__Recorded data__
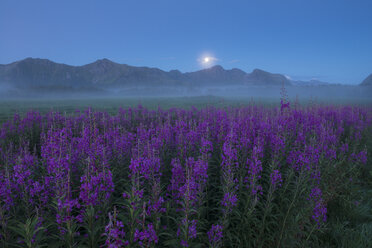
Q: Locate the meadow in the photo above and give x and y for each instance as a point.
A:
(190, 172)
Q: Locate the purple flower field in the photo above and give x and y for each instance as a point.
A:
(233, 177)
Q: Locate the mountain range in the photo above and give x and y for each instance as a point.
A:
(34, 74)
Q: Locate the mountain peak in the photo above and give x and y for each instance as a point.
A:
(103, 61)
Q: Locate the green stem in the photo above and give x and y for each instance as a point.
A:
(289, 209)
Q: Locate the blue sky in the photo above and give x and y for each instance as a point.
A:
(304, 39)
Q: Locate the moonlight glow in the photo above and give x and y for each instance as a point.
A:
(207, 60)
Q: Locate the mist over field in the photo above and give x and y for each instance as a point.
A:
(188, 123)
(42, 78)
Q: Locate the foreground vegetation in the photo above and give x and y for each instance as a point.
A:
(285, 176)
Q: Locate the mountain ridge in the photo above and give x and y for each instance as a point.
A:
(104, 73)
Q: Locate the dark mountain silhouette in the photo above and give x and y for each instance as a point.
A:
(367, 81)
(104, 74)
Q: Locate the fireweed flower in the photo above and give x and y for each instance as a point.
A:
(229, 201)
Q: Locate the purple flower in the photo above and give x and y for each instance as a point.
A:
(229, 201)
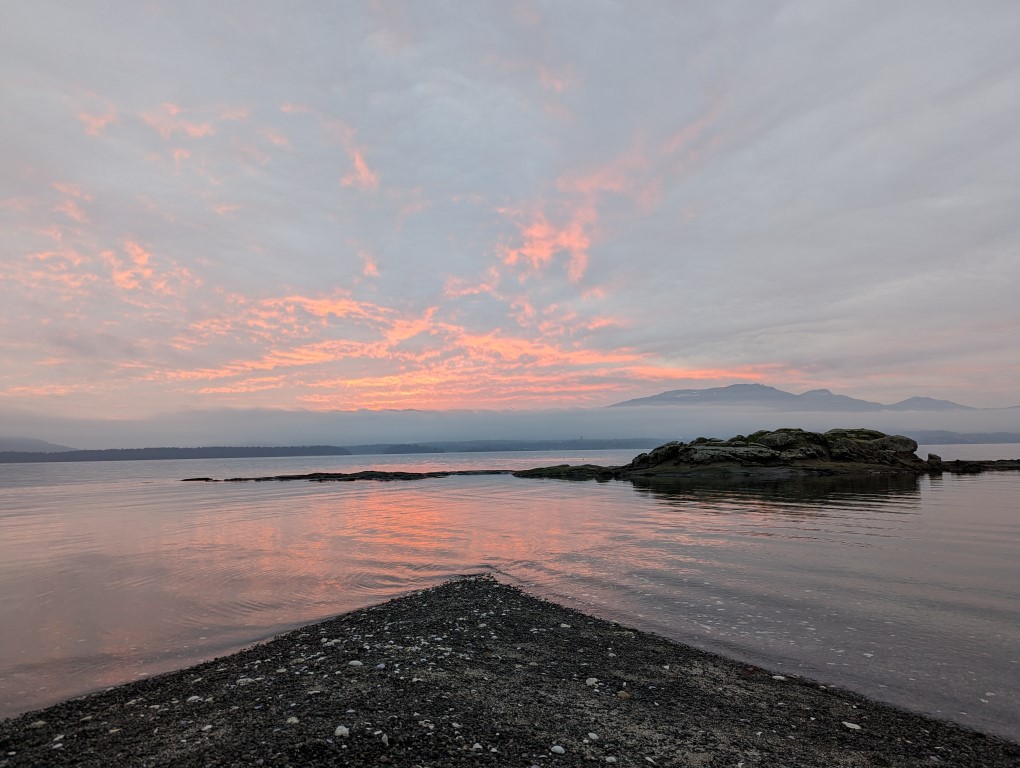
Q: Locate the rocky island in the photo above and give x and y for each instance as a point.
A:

...

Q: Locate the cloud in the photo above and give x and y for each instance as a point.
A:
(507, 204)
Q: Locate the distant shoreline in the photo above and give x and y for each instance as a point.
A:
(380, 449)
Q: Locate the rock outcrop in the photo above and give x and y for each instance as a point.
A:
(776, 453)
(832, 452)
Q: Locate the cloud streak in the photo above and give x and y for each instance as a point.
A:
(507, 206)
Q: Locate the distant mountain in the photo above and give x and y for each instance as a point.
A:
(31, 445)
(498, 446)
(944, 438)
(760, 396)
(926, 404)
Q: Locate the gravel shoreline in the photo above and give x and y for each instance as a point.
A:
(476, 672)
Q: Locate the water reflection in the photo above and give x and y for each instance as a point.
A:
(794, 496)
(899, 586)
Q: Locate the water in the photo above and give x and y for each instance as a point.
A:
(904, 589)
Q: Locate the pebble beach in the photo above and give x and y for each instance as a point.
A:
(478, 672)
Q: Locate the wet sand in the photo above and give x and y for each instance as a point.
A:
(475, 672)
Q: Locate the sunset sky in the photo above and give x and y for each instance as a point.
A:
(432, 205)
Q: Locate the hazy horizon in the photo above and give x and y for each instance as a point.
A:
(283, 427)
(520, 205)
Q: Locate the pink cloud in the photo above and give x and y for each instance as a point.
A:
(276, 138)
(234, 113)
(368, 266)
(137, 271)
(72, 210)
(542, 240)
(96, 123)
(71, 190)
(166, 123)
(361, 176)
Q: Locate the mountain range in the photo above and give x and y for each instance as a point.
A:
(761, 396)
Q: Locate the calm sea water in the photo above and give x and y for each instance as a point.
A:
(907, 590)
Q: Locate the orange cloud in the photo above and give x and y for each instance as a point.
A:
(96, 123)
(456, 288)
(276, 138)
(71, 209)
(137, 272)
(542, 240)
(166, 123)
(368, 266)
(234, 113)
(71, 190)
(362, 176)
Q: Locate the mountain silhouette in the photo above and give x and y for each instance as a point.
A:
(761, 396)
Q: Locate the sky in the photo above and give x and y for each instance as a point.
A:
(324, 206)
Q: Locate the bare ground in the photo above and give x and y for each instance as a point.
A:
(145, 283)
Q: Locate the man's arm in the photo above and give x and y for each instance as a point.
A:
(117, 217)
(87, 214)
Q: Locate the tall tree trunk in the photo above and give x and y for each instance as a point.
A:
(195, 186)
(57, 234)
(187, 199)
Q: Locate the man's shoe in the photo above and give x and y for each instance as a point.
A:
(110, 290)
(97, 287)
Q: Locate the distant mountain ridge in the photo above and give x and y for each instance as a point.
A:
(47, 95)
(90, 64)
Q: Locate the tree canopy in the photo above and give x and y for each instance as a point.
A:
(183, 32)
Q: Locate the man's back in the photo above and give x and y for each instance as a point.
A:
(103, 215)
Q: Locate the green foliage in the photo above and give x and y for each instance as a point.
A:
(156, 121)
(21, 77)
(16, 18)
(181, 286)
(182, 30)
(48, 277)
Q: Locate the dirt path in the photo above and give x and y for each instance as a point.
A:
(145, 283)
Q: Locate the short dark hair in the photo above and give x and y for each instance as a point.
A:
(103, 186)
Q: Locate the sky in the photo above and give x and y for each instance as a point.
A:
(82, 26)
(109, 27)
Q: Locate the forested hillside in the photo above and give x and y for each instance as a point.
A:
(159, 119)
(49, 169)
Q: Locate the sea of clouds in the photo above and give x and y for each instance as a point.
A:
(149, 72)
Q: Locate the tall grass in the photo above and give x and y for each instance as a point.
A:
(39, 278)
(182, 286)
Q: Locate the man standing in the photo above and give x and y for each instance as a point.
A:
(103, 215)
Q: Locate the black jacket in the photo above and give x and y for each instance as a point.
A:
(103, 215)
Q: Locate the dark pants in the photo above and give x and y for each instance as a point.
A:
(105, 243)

__Exercise goal__
Go line by line through the data and copy any that contain "tall".

__Result of this task__
Q: Locate the tall tree trunk in the photo above and give x and y for each instance as a point.
Q: Locate the tall grass in the photo above and give x and y for each instance as a point.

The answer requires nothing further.